Transcribe the full listing so that each line reads as it does in the original.
+++ Material provided
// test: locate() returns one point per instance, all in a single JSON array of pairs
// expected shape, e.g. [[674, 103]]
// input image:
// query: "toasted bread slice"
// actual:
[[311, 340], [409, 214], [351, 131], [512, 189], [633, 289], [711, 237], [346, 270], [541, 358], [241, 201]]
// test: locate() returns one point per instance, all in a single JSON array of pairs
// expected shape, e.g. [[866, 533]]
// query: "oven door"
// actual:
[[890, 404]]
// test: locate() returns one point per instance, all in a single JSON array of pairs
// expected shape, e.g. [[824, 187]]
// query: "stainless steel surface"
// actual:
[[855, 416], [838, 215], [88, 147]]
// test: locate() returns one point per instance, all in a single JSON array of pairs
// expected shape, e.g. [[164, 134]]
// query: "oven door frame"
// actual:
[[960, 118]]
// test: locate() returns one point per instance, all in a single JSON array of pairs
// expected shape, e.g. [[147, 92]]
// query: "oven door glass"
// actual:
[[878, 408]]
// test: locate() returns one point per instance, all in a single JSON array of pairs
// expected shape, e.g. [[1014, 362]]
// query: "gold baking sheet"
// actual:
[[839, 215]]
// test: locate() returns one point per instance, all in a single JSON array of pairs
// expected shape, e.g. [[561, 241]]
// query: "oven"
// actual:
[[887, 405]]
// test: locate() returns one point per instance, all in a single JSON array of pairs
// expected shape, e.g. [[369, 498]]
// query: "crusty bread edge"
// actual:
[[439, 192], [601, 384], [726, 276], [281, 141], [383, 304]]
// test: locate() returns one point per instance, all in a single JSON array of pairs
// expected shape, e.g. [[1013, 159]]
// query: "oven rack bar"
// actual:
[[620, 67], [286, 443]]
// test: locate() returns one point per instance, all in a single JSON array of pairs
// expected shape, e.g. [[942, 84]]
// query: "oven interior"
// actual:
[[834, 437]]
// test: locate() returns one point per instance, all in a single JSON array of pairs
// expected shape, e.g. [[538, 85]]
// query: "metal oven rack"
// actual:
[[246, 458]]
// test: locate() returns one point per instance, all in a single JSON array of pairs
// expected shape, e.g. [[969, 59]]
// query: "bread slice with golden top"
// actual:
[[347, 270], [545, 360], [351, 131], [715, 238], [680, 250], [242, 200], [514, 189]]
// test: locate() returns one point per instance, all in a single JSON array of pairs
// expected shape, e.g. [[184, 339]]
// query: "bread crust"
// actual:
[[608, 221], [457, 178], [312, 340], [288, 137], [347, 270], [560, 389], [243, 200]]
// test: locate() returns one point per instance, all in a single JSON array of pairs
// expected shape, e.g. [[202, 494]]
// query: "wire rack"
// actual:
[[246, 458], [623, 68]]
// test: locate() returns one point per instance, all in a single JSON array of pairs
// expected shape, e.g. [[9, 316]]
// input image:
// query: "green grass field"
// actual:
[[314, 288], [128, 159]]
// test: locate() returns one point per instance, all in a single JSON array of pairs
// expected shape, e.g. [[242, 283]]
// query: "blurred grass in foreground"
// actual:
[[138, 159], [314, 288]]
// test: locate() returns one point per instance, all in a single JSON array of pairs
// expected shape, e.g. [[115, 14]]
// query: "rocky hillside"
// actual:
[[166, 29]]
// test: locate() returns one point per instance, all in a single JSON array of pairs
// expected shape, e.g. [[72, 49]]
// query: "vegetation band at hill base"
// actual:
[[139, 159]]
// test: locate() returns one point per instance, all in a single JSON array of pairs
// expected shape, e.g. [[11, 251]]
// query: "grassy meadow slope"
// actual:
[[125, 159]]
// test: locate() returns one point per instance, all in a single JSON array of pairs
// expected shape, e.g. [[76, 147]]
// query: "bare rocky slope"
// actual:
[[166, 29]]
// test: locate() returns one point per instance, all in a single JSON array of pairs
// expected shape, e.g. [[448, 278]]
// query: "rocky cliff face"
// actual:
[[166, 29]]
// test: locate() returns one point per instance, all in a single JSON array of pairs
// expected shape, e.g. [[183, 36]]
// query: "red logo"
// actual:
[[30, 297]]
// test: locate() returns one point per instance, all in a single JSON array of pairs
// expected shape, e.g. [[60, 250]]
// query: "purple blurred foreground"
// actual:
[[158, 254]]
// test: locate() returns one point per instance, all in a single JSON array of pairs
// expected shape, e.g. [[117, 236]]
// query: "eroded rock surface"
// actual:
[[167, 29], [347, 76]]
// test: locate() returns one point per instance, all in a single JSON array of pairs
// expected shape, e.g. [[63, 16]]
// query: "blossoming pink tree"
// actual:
++++++
## Answer to this exercise
// test: locate() returns one point per instance, all in a single JSON array of pairs
// expected shape, e.g. [[674, 103]]
// input image:
// query: "toasted bread slice"
// actual:
[[311, 340], [409, 214], [351, 131], [512, 189], [633, 289], [711, 237], [346, 270], [541, 358], [241, 201]]
// test: locate() returns one point per instance, all in a single JSON array of pairs
// expected shape, e.g. [[866, 533]]
// query: "oven door"
// actual:
[[890, 404]]
// test: locate() returns one point per instance, all in a single JSON array of pairs
// expected shape, e.g. [[824, 187]]
// query: "stainless steel surface"
// actual:
[[855, 416], [838, 215], [88, 147]]
// test: locate() returns one point per instance, all in a single JSON array of pairs
// expected shape, e.g. [[164, 134]]
// query: "oven door frame"
// actual:
[[960, 118]]
// test: locate() returns one point per instance, all in a single JSON array of pairs
// expected shape, e.g. [[147, 92]]
// query: "oven door glass"
// actual:
[[878, 408]]
// test: locate() returns one point per instance, all in a single JSON array of pairs
// expected shape, e.g. [[1014, 362]]
// query: "gold baking sheet"
// actual:
[[839, 215]]
// test: locate() returns one point per instance, all in a single JSON array of pairs
// expected shape, e.g. [[561, 241]]
// query: "oven"
// actual:
[[887, 405]]
// test: locate() returns one point per instance, all in a single JSON array of pairs
// expected shape, e.g. [[369, 498]]
// query: "crusty bread edge"
// actual:
[[439, 192], [601, 384], [726, 276], [281, 141], [383, 304]]
// test: locate() returns one point per instance, all in a single JSON array of pairs
// expected shape, e.g. [[1013, 159]]
// query: "oven rack bar"
// actual:
[[620, 67], [286, 443]]
// test: locate() returns one point per instance, all in a single JSON array of pairs
// expected shape, e.g. [[942, 84]]
// query: "oven interior"
// actual:
[[834, 437]]
// test: locate() returns one point per instance, all in a single JSON array of pairs
// expected shape, e.g. [[538, 85]]
// query: "metal oven rack"
// actual:
[[246, 458]]
// test: locate() returns one point per instance, all in a single JSON array of pairs
// expected shape, e.g. [[969, 59]]
// query: "bread slice with golden top"
// actual:
[[347, 270], [545, 360], [351, 131], [715, 238], [680, 250], [242, 200], [514, 189]]
// test: locate() returns one point per instance, all in a single JSON array of pairs
// expected shape, e.g. [[184, 339]]
// query: "bread crust"
// actual:
[[608, 221], [457, 178], [312, 340], [288, 137], [347, 270], [560, 389], [243, 200]]
// test: locate() returns one point per instance, all in a single JSON array of pairs
// expected shape, e.g. [[202, 494]]
// query: "wire rack"
// actual:
[[246, 458], [623, 68]]
// test: locate() returns one point per instance, all in a single JSON array of pairs
// expected shape, e.g. [[9, 316]]
// input image:
// query: "green grass field"
// actual:
[[314, 288], [128, 159]]
// test: locate() returns one point per instance, all in a single JSON array of pairs
// expected shape, e.g. [[242, 283]]
// query: "blurred grass in foreground"
// actual:
[[138, 159], [314, 288]]
// test: locate() returns one point per instance, all in a single JSON array of pairs
// expected shape, e.g. [[115, 14]]
// query: "rocky hillside"
// actual:
[[166, 29]]
// test: locate() returns one point per instance, all in a single JSON array of pairs
// expected shape, e.g. [[72, 49]]
// query: "vegetation band at hill base"
// actual:
[[139, 159]]
// test: locate() returns one point per instance, all in a single JSON array of pairs
// expected shape, e.g. [[11, 251]]
// query: "grassy meadow slope"
// actual:
[[125, 159]]
// test: locate() returns one point per instance, all in a single JSON array of pairs
// expected shape, e.g. [[76, 147]]
// query: "bare rocky slope"
// actual:
[[166, 29]]
// test: locate() returns one point per instance, all in a single JSON array of pairs
// expected shape, e.g. [[448, 278]]
// query: "rocky cliff face"
// actual:
[[166, 29]]
// test: locate() returns one point per instance, all in a single JSON array of pairs
// expected shape, e.g. [[183, 36]]
// query: "red logo"
// actual:
[[30, 297]]
// test: locate() returns one point per instance, all in a single JSON array of pairs
// expected shape, e.g. [[60, 250]]
// query: "purple blurred foreground"
// actual:
[[158, 254]]
// test: locate() returns one point per instance, all in a single JSON array of pairs
// expected shape, e.g. [[117, 236]]
// query: "eroded rock surface"
// actual:
[[167, 29], [347, 76]]
// test: locate() returns one point per instance, all in a single JSON array of pairs
// expected shape, e.g. [[63, 16]]
// query: "blossoming pink tree"
// actual:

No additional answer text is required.